## Short exercise
Reproduce every line of the records below word for word, leaving out the pictures.
--- START OF Exercise data ---
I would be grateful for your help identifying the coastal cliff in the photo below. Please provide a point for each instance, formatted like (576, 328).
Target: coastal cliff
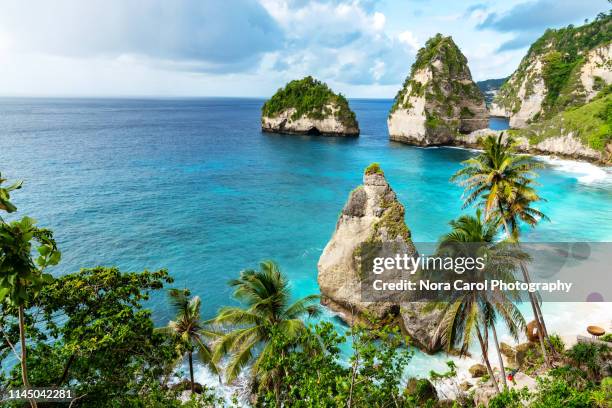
(308, 106)
(583, 133)
(439, 99)
(564, 68)
(372, 216)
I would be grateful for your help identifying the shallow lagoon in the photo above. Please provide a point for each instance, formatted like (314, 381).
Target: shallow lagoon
(192, 185)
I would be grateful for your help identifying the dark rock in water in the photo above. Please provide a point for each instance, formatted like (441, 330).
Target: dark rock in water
(307, 106)
(439, 99)
(372, 225)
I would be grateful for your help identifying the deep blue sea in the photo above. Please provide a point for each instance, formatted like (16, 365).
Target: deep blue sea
(193, 186)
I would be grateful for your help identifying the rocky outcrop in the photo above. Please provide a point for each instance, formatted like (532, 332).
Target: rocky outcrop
(439, 99)
(597, 70)
(372, 220)
(564, 68)
(568, 134)
(308, 106)
(498, 111)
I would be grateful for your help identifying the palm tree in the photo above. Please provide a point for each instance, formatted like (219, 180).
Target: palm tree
(476, 311)
(501, 182)
(265, 297)
(189, 332)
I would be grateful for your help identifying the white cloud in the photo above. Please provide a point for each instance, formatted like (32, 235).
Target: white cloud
(409, 39)
(338, 41)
--- END OF Exercise data ---
## The completed task
I would be grateful for your help identifying the coastal cliff in the photo below. Please provide a point for each instance, formatted like (576, 328).
Target: coastal cliff
(308, 106)
(583, 133)
(439, 99)
(564, 68)
(372, 216)
I would be grateful for your help identifying the shallow lagoon in the photo above. Please provide a point for each instance, formatted like (314, 381).
Target: shallow lagoon
(192, 185)
I would be grateful for your help identifying the dark rock in water in the photo above. Please provide a point for each instance, formatted like (441, 330).
Target: dark rock in water
(307, 106)
(439, 99)
(372, 225)
I would be grateful for your help identifying the deep blue sea in the photo above. Please provide a point for each instance, formatted like (16, 365).
Target: deep blue sea
(193, 186)
I would be grateful for your help identifying the rocky outcrop in the photo above. Please provide a point for each instance, formatted like (532, 332).
Target: rocky outcrop
(439, 99)
(597, 70)
(372, 220)
(564, 68)
(568, 134)
(308, 106)
(498, 111)
I would be grateful for your help identifying the palm tree in the photo above. Please provide a point for each instance, formatted like (219, 180).
Target: palm tree
(476, 311)
(501, 182)
(265, 297)
(189, 332)
I would be grateful for your help identifying the white cloud in the photo above. Please provide a point for each instance, formatted like (32, 235).
Target: white cloud
(409, 39)
(338, 41)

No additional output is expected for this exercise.